[start Given data]

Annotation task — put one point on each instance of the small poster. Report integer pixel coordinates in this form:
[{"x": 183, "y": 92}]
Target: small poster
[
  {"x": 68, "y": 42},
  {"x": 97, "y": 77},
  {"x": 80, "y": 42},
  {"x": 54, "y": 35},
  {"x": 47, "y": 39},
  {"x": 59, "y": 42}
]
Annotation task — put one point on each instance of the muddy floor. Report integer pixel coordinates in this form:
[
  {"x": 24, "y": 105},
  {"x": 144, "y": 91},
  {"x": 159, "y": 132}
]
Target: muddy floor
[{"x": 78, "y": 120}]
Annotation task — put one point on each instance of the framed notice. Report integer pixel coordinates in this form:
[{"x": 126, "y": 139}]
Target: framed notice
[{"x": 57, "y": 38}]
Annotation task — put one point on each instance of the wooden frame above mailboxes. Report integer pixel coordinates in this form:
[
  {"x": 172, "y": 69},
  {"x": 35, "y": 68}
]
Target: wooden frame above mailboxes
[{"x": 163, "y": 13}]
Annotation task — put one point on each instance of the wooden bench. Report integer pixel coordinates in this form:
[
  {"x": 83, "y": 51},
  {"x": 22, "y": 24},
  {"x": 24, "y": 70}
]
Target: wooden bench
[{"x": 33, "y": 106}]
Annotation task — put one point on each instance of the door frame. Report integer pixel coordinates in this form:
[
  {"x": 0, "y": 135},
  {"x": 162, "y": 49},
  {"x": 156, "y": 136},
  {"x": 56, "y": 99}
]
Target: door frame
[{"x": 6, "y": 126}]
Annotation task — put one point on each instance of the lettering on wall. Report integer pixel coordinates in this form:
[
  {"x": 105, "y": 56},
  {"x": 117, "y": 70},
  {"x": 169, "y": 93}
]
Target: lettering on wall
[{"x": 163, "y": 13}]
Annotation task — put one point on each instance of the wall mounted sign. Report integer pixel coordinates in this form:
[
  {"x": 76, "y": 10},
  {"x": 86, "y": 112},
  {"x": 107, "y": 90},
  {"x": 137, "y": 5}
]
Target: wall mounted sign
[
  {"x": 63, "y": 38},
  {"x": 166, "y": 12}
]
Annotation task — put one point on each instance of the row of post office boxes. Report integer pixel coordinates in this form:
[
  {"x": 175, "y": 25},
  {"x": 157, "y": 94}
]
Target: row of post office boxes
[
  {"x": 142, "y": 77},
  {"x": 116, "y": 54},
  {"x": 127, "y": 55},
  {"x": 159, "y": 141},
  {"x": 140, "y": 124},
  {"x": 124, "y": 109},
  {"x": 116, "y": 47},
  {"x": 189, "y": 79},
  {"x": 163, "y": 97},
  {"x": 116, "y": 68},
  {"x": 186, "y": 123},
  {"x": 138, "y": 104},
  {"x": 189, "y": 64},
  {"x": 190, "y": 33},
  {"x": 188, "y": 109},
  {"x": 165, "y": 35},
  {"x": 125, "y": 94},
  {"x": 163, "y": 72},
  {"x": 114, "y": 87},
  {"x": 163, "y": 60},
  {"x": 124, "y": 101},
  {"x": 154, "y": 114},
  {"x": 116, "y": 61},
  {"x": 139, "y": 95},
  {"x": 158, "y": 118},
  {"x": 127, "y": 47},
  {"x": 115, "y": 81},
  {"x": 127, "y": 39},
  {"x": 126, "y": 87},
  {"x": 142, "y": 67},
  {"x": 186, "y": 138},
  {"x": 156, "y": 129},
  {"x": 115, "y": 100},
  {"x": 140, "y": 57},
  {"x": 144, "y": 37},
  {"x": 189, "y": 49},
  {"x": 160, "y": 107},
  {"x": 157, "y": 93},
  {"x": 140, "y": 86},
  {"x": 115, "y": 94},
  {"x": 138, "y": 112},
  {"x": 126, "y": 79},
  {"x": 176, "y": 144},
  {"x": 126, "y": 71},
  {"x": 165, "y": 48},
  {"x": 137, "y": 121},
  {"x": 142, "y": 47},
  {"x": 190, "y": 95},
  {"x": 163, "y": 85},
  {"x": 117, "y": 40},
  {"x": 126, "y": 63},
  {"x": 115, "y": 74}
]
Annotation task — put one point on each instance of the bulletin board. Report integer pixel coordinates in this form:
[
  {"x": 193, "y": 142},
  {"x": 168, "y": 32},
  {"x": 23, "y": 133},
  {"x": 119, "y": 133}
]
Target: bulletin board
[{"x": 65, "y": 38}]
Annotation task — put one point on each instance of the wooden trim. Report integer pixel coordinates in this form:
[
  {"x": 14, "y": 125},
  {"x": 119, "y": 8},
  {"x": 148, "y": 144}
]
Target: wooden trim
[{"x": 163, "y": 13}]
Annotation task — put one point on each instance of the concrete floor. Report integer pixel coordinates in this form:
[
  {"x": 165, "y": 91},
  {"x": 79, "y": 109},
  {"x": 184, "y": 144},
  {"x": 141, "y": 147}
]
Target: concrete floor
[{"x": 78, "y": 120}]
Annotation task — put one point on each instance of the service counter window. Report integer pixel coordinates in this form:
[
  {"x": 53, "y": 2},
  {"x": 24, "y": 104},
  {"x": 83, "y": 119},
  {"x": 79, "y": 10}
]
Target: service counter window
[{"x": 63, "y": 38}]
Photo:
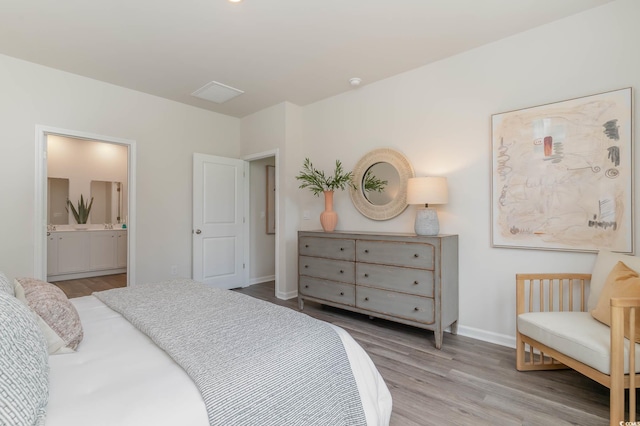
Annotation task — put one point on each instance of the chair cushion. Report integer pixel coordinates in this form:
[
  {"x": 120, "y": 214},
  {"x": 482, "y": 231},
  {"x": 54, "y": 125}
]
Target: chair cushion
[
  {"x": 575, "y": 334},
  {"x": 605, "y": 261},
  {"x": 622, "y": 282}
]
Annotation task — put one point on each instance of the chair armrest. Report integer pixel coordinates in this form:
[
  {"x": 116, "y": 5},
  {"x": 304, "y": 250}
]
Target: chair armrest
[{"x": 551, "y": 292}]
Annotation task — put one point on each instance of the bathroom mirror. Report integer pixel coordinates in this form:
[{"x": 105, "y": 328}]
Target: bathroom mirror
[
  {"x": 388, "y": 165},
  {"x": 58, "y": 193},
  {"x": 107, "y": 202}
]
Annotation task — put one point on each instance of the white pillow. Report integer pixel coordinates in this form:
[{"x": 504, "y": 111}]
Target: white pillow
[
  {"x": 24, "y": 365},
  {"x": 605, "y": 262},
  {"x": 6, "y": 285}
]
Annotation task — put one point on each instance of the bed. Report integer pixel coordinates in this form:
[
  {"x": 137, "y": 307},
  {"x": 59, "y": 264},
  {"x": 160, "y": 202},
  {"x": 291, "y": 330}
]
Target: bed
[{"x": 122, "y": 374}]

[end Given data]

Written exercise:
Pull every line of the listing above out word for word and in the same order, from the first line to the last. Leave the pictures out of your answer.

Solved exercise:
Annotation task — put one point on each instance of the small poster. Report integer pixel coordinates in this form:
[{"x": 183, "y": 92}]
Target: small poster
[
  {"x": 68, "y": 42},
  {"x": 97, "y": 77},
  {"x": 80, "y": 42},
  {"x": 54, "y": 35},
  {"x": 47, "y": 39},
  {"x": 59, "y": 42}
]
Annotation task — put one point on each instance of the muddy floor. Report integer pixel coordinates in this form:
[
  {"x": 24, "y": 105},
  {"x": 144, "y": 91},
  {"x": 159, "y": 132}
]
Target: muddy floor
[{"x": 78, "y": 120}]
Annotation task — put one point on each instance of the framed notice. Report integer pixel coordinates in this form:
[{"x": 126, "y": 139}]
Target: framed notice
[{"x": 57, "y": 38}]
Annotation task — put one point on each instance of the wooden frame above mailboxes. Report integer pixel coordinates in this form:
[
  {"x": 172, "y": 69},
  {"x": 35, "y": 68}
]
Target: wooden frame above mailboxes
[{"x": 163, "y": 13}]
Annotation task — put one point on each instance of the wooden bench. Report integer pixel coordinates in this form:
[
  {"x": 83, "y": 51},
  {"x": 22, "y": 24},
  {"x": 24, "y": 70}
]
Target: wooden bench
[{"x": 33, "y": 106}]
Annotation task — put one point on each instance of the door frame. Report integer pixel coordinates in this form:
[
  {"x": 0, "y": 135},
  {"x": 162, "y": 49},
  {"x": 156, "y": 136},
  {"x": 56, "y": 99}
]
Target: door frame
[{"x": 6, "y": 126}]
Annotation task — put one point on each instance of the lettering on wall. Report integer pixel coordinates in this form:
[
  {"x": 105, "y": 56},
  {"x": 117, "y": 70},
  {"x": 169, "y": 93}
]
Target: lettering on wall
[{"x": 163, "y": 13}]
Annotation task — put one point on each instance of the wall mounted sign. Report integer pixel coordinates in this form:
[
  {"x": 76, "y": 10},
  {"x": 86, "y": 112},
  {"x": 107, "y": 90},
  {"x": 137, "y": 5}
]
Target: wall mounted sign
[
  {"x": 63, "y": 38},
  {"x": 166, "y": 12}
]
Annotation task — put one point on each instance of the row of post office boxes. Report integer pixel coordinates in this form:
[
  {"x": 175, "y": 25},
  {"x": 157, "y": 94}
]
Target: row of post office boxes
[
  {"x": 142, "y": 77},
  {"x": 116, "y": 54},
  {"x": 127, "y": 55},
  {"x": 159, "y": 141},
  {"x": 140, "y": 124},
  {"x": 124, "y": 109},
  {"x": 116, "y": 47},
  {"x": 189, "y": 79},
  {"x": 163, "y": 97},
  {"x": 116, "y": 68},
  {"x": 186, "y": 123},
  {"x": 138, "y": 104},
  {"x": 189, "y": 64},
  {"x": 190, "y": 33},
  {"x": 188, "y": 109},
  {"x": 165, "y": 35},
  {"x": 125, "y": 94},
  {"x": 163, "y": 72},
  {"x": 114, "y": 87},
  {"x": 163, "y": 60},
  {"x": 124, "y": 101},
  {"x": 154, "y": 114},
  {"x": 116, "y": 61},
  {"x": 139, "y": 95},
  {"x": 158, "y": 118},
  {"x": 127, "y": 47},
  {"x": 115, "y": 81},
  {"x": 127, "y": 39},
  {"x": 126, "y": 87},
  {"x": 142, "y": 67},
  {"x": 186, "y": 138},
  {"x": 156, "y": 129},
  {"x": 115, "y": 100},
  {"x": 140, "y": 57},
  {"x": 144, "y": 37},
  {"x": 189, "y": 49},
  {"x": 160, "y": 107},
  {"x": 157, "y": 93},
  {"x": 140, "y": 86},
  {"x": 115, "y": 94},
  {"x": 138, "y": 112},
  {"x": 126, "y": 79},
  {"x": 176, "y": 144},
  {"x": 126, "y": 71},
  {"x": 165, "y": 48},
  {"x": 137, "y": 121},
  {"x": 142, "y": 47},
  {"x": 190, "y": 95},
  {"x": 163, "y": 85},
  {"x": 117, "y": 40},
  {"x": 126, "y": 63},
  {"x": 115, "y": 74}
]
Annotation task — put one point on each instance of the bulletin board. Report integer pixel coordinates in this form:
[
  {"x": 193, "y": 142},
  {"x": 168, "y": 32},
  {"x": 23, "y": 133},
  {"x": 119, "y": 133}
]
Target: bulletin board
[{"x": 65, "y": 38}]
Annotation task — put one point on each instance of the wooden trim. Report integer pixel coordinates in this form:
[
  {"x": 14, "y": 125},
  {"x": 119, "y": 8},
  {"x": 148, "y": 144}
]
Target: wooden trim
[{"x": 163, "y": 13}]
Annotation task — put one point on each instance of the concrete floor. Report integer pixel coordinates in this form:
[
  {"x": 165, "y": 91},
  {"x": 79, "y": 109},
  {"x": 184, "y": 144},
  {"x": 141, "y": 147}
]
Target: concrete floor
[{"x": 78, "y": 120}]
Annotation task — put one point on each instance of the service counter window. Report integer pixel coordinates in this form:
[
  {"x": 53, "y": 2},
  {"x": 24, "y": 104},
  {"x": 83, "y": 119},
  {"x": 79, "y": 10}
]
Target: service counter window
[{"x": 63, "y": 38}]
Photo:
Annotation task — put one point on each instance of the chair cushion. Report integer pixel coordinates in this form:
[
  {"x": 120, "y": 214},
  {"x": 482, "y": 231},
  {"x": 54, "y": 125}
]
Target: chair cushion
[
  {"x": 575, "y": 334},
  {"x": 605, "y": 261},
  {"x": 622, "y": 282}
]
Annotation task — put one point on each instance of the chair armrest. Report integer pixel coordinates in this form:
[
  {"x": 116, "y": 5},
  {"x": 304, "y": 250}
]
Target: chair armrest
[{"x": 551, "y": 292}]
Annotation task — put one point on each instance of the bathroom mirror. Report integer pixel coordinates in this form:
[{"x": 105, "y": 328}]
Target: bathroom mirror
[
  {"x": 388, "y": 165},
  {"x": 58, "y": 193},
  {"x": 107, "y": 202}
]
Annotation task — put one point on each instance of the white pillow. Report integer pixel coordinates in this form:
[{"x": 504, "y": 111}]
Target: white pillow
[
  {"x": 24, "y": 365},
  {"x": 605, "y": 262},
  {"x": 6, "y": 285}
]
Annotation task — put one point on each instance of the bed. Report integer pixel coordinates in this form:
[
  {"x": 137, "y": 307},
  {"x": 59, "y": 264},
  {"x": 160, "y": 202},
  {"x": 291, "y": 330}
]
Target: bed
[{"x": 122, "y": 374}]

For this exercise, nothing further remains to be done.